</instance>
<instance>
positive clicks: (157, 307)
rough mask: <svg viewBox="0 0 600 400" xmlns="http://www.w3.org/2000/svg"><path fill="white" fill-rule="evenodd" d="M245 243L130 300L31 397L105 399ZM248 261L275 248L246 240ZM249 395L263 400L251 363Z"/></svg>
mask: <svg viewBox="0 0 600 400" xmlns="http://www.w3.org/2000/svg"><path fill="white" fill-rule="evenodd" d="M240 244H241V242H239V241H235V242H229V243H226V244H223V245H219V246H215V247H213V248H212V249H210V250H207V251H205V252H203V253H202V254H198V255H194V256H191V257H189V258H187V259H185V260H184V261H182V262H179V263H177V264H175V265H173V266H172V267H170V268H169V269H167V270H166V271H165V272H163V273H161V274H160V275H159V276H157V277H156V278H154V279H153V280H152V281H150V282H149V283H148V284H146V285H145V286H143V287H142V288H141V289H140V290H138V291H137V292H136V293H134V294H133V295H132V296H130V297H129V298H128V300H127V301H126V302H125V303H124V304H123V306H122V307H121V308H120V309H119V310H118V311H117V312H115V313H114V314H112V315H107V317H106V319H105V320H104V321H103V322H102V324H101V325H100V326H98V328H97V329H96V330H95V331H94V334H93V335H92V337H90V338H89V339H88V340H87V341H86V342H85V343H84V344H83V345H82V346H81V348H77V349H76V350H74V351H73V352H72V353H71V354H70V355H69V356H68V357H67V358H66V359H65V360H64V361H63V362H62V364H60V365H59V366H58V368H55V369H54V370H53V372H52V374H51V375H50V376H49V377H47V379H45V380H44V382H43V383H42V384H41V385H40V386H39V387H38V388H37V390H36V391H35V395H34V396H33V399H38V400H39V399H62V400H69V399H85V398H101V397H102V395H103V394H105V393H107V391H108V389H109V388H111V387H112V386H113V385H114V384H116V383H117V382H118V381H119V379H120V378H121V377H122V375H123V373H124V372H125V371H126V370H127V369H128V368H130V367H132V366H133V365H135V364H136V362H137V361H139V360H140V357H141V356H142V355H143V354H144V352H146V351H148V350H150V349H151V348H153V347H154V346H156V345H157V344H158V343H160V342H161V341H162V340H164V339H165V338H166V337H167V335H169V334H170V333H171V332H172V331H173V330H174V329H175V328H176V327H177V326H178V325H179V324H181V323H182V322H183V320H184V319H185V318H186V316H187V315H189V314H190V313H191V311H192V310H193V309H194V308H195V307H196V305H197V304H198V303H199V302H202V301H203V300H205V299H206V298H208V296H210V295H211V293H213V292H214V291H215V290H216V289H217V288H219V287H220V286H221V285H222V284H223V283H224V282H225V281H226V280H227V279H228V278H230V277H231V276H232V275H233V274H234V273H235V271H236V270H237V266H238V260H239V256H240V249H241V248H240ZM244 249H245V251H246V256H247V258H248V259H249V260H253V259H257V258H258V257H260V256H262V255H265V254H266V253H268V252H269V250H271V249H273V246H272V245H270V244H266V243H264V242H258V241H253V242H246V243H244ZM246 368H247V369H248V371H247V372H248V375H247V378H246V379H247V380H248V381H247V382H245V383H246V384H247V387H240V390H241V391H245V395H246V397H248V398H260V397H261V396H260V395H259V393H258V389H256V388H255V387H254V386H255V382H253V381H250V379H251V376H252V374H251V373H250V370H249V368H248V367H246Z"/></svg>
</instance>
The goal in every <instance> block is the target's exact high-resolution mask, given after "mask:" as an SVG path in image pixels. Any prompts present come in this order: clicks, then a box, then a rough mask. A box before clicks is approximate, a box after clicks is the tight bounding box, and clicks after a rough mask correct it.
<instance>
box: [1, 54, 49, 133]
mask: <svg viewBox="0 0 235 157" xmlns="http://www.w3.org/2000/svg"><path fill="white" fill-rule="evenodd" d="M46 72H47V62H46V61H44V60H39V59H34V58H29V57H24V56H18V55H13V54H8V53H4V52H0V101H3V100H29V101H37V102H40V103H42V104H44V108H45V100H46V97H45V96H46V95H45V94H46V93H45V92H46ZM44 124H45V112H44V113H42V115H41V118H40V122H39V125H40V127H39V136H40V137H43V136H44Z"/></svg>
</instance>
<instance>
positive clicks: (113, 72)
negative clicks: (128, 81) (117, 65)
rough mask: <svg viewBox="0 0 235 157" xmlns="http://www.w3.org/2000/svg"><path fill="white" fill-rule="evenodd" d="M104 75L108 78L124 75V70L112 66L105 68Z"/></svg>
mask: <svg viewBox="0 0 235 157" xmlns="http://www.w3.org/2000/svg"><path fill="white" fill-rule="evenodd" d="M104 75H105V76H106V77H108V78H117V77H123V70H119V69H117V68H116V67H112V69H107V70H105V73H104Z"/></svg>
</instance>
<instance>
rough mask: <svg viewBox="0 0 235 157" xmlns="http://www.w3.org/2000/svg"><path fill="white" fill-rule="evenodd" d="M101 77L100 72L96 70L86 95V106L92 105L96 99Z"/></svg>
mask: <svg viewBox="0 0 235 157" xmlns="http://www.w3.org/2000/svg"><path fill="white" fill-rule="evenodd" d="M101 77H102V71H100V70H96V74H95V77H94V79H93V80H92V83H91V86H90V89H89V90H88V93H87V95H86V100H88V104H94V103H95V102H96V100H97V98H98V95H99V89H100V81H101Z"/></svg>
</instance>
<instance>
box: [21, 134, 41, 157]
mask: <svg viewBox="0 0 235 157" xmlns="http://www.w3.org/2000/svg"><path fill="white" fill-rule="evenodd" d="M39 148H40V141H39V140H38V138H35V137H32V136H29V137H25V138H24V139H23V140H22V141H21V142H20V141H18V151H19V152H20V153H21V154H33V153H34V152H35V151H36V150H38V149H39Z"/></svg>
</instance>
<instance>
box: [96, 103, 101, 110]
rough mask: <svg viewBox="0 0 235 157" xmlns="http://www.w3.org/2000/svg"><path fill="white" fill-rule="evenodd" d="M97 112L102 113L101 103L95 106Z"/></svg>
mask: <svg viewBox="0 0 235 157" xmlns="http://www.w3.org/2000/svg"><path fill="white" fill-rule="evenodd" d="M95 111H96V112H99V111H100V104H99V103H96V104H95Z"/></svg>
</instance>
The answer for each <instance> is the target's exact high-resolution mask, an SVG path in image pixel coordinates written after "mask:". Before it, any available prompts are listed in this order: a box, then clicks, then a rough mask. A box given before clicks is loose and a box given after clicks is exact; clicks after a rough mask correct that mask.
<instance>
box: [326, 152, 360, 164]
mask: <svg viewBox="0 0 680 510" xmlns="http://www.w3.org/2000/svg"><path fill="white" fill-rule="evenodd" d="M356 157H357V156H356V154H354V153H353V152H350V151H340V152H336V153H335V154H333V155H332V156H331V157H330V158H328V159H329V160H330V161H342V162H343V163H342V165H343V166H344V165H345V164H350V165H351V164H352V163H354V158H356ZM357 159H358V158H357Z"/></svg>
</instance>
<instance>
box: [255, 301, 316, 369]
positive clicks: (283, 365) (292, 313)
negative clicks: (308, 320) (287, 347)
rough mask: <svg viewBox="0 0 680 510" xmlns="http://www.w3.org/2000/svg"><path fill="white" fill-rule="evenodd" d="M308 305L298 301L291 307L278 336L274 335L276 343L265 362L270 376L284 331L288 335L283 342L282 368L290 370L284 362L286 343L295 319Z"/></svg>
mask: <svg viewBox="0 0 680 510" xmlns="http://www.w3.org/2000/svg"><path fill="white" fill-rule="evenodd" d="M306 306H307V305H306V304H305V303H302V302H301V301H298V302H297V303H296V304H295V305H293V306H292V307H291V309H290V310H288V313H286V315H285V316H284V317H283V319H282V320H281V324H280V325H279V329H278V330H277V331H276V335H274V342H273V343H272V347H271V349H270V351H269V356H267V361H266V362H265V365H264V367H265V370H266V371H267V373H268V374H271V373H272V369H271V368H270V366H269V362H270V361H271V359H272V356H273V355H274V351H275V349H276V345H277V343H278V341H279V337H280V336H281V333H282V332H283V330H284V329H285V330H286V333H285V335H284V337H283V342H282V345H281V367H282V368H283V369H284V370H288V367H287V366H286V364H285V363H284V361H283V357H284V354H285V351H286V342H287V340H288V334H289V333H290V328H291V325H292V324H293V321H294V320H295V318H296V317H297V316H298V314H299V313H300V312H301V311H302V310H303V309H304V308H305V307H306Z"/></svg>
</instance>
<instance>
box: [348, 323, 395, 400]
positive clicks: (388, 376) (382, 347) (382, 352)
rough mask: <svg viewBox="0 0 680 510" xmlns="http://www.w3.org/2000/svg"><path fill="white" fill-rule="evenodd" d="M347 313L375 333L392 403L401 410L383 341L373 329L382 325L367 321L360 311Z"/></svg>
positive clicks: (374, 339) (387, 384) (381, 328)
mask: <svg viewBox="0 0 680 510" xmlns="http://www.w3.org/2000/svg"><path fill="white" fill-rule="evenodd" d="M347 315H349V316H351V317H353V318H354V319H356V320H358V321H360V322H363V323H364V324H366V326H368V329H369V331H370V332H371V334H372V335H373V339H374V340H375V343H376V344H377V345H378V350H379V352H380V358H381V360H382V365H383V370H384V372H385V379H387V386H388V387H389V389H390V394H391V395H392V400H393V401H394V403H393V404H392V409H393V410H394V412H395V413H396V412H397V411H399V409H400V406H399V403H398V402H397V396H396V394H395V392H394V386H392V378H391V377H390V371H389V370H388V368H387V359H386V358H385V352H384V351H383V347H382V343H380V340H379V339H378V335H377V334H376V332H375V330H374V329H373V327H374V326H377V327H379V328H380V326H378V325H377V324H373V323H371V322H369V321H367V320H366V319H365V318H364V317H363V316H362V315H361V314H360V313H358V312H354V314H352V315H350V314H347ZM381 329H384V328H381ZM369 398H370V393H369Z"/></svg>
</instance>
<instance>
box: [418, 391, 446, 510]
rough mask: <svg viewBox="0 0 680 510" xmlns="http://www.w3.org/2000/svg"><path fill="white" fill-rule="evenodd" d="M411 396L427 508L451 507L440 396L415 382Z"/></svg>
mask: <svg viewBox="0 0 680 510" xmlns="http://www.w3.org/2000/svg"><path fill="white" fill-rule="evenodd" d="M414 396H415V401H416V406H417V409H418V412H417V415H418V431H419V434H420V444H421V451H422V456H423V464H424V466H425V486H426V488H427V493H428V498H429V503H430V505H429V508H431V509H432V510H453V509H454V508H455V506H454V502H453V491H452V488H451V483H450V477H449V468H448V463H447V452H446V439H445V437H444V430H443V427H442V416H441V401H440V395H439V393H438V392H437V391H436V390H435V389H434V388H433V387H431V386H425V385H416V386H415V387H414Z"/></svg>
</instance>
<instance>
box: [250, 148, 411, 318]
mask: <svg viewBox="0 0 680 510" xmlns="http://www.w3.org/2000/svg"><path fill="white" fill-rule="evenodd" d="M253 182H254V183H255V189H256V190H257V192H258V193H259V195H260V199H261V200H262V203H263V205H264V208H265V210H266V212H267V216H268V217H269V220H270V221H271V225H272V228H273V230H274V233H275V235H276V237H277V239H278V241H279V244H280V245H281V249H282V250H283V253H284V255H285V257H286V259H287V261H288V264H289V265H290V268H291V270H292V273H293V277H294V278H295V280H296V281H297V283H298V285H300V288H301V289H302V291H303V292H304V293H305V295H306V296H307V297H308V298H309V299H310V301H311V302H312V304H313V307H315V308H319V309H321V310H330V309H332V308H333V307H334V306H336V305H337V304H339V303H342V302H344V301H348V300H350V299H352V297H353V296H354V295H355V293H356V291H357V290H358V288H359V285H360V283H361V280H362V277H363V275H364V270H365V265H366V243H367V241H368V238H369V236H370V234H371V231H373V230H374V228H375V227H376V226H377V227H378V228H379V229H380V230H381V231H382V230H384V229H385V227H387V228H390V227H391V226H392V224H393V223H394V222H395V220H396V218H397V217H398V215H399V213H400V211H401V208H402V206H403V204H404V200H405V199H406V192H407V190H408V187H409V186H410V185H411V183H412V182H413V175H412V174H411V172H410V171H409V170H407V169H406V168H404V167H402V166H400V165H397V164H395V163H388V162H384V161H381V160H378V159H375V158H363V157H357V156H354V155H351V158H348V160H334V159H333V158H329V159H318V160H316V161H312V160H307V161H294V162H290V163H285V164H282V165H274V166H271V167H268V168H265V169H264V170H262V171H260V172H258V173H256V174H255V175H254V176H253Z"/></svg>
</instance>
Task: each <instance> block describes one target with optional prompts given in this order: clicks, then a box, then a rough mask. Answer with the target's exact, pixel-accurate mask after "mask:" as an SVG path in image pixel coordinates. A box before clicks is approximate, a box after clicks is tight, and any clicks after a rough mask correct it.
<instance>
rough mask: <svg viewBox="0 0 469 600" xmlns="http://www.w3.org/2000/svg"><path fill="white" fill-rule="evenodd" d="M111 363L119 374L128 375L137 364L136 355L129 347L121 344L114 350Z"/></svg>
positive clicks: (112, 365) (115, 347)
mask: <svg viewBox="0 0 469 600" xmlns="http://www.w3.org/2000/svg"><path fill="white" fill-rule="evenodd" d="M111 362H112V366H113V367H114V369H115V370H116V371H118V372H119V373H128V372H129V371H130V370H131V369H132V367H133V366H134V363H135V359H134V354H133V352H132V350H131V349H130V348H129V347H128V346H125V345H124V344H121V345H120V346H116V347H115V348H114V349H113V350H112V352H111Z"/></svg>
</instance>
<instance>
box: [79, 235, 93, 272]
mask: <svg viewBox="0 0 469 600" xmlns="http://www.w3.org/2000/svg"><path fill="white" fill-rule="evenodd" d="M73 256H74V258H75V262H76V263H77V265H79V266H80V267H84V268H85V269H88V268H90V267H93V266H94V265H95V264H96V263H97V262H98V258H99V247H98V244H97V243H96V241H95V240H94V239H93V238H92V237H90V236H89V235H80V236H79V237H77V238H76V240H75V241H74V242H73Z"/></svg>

WHAT THE EXERCISE ASKS
Which lines contain "high"? Copy each of them from the listing.

REPLY
The goal in every <instance> block is the target's exact high-resolution mask, given after "mask:" as an SVG path in image pixels. Any prompts present come in this order: clicks, then a box, then a rough mask. A box before clicks is approximate, a box after clicks is the tight bounding box, and clicks after a rough mask correct it.
The answer for each <instance> is the target's exact high-resolution mask, an SVG path in image pixel coordinates written after "mask:". Before it, any available prompts are listed in this order: a box, then clicks, then a rough mask. A box given before clicks is loose and a box given after clicks is exact; clicks after a rough mask correct that mask.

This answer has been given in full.